**Excerpt provided:**

-- Begin --

Re: FW: Bitmap index not used when joining tables

  • From: K Gopalakrishnan <kaygopal@xxxxxxxxx>
  • To: chris.saxon@xxxxxxxxx
  • Date: Mon, 2 Jun 2014 14:25:56 -0500

Chris,

(From my Oracle Wait Interface Book: Page 278...Bitmap index costing,
changing the costing methods,etc)

//www.freelists.org/post/oracle-l/BITMAP-index-cost-10053-trace,4

-Gopal




On Sun, Jun 1, 2014 at 4:32 AM, Chris Saxon <chris.saxon@xxxxxxxxx> wrote:

> Thanks for the explanation Jonathan.
>
> Could you explain where the 20% value comes from please? Is this a default
> for bitmap indexes, or something you've inferred from the info posted?
>
>
> On 31 May 2014 20:24, Mark W. Farnham <mwf@xxxxxxxx> wrote:
>
>> hotel email bounce; trying again
>>
>>
>>
>> *From:* Mark W. Farnham [mailto:mwf@xxxxxxxx]
>> *Sent:* Saturday, May 31, 2014 3:14 PM
>> *To:* 'jonathan@xxxxxxxxxxxxxxxxxx'; 'oracle-l@xxxxxxxxxxxxx'
>> *Subject:* RE: Bitmap index not used when joining tables
>>
>>
>>
>> I do wonder about what your results might be for these two queries if you
>> modified your query slightly as:
>>
>>
>>
>> select
>>
>> --+ gather_plan_statistics
>>
>>  s.* from sales_fact s
>>
>>        where s.rowid in (
>>
>>        select
>>
>>        --+ no_merge
>>
>>           s2.rowid from sales_fact s2
>>
>>           where s2.date_id in (
>>
>>           select
>>
>>           --+ no_merge
>>
>>              d.date_id from date_d d
>>
>>              where calendar_date between date’2013-12-31’ and
>> date’2014-01-01’
>>
>>           )
>>
>>        );
>>
>>
>>
>> The idea being that if the only column it needs in the unmerged subquery
>> (rowid) can be sourced from the index, this should be less total work.

-- End --

**Entries:**
-- Begin --

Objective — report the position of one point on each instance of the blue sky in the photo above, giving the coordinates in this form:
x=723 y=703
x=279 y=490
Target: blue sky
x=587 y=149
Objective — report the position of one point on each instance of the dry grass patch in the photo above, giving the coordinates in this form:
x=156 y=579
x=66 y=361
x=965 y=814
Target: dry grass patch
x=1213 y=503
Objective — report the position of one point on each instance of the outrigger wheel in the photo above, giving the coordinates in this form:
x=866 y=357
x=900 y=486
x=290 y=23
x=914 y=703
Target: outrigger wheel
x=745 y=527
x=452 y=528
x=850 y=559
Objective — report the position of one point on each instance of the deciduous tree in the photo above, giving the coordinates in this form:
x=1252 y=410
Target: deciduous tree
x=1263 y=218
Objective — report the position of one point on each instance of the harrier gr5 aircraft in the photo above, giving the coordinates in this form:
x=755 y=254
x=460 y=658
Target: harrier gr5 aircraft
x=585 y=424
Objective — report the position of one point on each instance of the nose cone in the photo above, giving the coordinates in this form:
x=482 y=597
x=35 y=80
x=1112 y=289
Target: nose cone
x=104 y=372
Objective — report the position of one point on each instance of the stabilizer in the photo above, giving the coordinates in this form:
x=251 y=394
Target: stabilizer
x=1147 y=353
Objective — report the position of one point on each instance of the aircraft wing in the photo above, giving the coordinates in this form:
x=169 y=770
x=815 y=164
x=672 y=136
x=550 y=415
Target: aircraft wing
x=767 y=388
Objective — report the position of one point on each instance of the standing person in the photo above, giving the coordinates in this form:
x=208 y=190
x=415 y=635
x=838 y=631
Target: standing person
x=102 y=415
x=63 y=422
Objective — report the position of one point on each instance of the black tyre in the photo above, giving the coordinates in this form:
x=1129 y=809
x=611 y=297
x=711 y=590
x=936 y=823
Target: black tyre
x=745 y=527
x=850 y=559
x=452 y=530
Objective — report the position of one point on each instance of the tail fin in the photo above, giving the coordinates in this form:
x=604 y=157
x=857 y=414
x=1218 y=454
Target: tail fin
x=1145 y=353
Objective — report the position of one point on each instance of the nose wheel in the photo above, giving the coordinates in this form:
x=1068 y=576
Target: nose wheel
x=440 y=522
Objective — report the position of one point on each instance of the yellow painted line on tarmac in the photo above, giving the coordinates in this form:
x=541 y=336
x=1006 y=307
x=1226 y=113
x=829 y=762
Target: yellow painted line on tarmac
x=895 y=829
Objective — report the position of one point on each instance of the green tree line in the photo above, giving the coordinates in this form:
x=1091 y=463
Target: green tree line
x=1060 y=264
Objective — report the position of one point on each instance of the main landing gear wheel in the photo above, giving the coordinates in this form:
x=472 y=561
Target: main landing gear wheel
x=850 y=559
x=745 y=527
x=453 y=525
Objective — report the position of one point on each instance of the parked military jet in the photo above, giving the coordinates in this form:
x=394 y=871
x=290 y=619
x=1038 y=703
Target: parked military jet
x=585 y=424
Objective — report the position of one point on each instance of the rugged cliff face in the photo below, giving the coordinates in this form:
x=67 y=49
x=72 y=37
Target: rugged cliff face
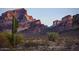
x=25 y=21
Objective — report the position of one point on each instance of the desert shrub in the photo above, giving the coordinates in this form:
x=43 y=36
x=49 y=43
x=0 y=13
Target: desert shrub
x=20 y=39
x=53 y=36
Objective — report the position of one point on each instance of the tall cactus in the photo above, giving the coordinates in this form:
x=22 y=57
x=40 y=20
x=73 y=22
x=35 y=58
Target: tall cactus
x=14 y=30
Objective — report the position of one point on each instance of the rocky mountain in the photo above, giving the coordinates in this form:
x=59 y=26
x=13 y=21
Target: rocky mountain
x=25 y=22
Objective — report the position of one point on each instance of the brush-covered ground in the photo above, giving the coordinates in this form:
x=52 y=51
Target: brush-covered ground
x=51 y=42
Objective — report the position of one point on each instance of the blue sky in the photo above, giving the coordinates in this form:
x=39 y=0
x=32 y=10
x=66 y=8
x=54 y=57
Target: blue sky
x=48 y=15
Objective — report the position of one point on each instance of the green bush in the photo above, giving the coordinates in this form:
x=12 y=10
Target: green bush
x=53 y=36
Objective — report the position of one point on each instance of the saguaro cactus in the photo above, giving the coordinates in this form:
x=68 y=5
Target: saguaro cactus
x=14 y=30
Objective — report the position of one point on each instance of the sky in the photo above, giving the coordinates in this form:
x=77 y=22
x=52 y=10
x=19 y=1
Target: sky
x=47 y=15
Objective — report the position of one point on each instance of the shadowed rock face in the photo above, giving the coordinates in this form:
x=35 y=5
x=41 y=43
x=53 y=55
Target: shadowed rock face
x=25 y=21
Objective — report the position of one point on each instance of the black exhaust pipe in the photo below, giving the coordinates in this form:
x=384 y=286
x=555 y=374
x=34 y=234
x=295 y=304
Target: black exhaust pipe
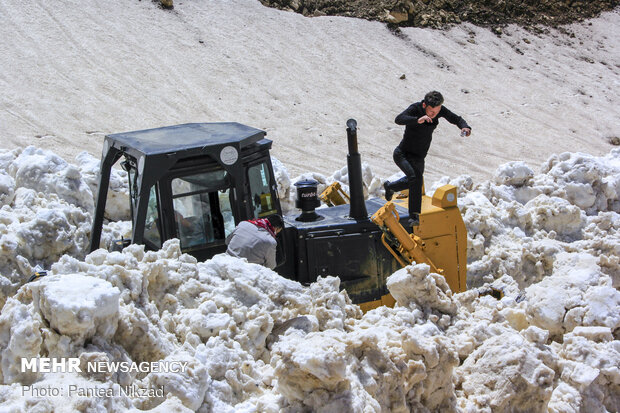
x=357 y=209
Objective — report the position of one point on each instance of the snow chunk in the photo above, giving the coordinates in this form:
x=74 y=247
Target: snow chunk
x=77 y=306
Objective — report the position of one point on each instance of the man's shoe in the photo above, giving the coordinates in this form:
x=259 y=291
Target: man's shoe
x=414 y=221
x=388 y=192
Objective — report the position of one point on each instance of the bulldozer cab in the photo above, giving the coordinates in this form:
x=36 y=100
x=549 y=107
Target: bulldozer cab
x=194 y=182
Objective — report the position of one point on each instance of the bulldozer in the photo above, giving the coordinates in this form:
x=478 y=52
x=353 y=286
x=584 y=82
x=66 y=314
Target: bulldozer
x=197 y=181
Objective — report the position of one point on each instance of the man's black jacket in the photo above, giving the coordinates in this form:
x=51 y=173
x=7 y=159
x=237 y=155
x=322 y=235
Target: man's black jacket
x=418 y=136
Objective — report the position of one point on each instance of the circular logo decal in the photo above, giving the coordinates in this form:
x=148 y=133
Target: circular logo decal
x=229 y=155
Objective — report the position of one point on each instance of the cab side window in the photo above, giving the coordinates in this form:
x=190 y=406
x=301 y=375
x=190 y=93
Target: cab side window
x=202 y=208
x=262 y=197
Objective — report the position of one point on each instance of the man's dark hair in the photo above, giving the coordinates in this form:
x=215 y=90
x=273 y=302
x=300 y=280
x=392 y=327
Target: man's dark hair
x=276 y=221
x=433 y=99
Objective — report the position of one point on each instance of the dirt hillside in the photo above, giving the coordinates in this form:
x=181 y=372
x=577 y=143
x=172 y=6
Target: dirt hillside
x=441 y=13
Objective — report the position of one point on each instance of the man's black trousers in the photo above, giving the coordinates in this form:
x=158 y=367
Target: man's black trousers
x=413 y=167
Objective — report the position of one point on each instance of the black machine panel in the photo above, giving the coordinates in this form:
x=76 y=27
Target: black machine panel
x=339 y=246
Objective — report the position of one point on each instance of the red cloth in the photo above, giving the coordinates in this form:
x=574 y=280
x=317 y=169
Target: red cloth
x=265 y=224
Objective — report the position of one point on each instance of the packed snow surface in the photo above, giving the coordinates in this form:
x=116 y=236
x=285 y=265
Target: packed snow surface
x=253 y=341
x=72 y=72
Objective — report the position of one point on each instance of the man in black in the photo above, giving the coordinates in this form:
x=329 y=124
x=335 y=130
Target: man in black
x=420 y=120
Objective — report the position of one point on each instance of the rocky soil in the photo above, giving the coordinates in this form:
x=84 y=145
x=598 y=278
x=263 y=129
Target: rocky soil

-- End --

**To do:**
Write the next part of the email thread about the unused bitmap index, starting after its last sentence. The listing has no role in this.

**Answer below:**
>>
>> Possibly this is also optimized if the subquery is ordered by rowid, but
>> that’s not the curiosity at this point. Of course even if this works you
>> would only want to form it up this way when you knew it was to your benefit
>> (knowledge the CBO can only guess by way of the thumbrule quoted by JL, and
>> some other thumbrule for a literal range.)
>>
>>
>>
>> I just typed this in and didn’t test it, and working is release
>> dependent, so you and I got lucky if this works via cut and paste. Once
>> debugged I would sort of expect this to use the index in both cases to
>> fetch back the rowid list.
>>
>>
>>
>> mwf
>>
>> *From:* oracle-l-bounce@xxxxxxxxxxxxx [
>> mailto:oracle-l-bounce@xxxxxxxxxxxxx <oracle-l-bounce@xxxxxxxxxxxxx>] *On
>> Behalf Of *Jonathan Lewis
>> *Sent:* Saturday, May 31, 2014 1:11 PM
>> *To:* oracle-l@xxxxxxxxxxxxx
>> *Subject:* RE: Bitmap index not used when joining tables
>>
>>
>>
>>
>>
>> It's not surprising for the example you've given.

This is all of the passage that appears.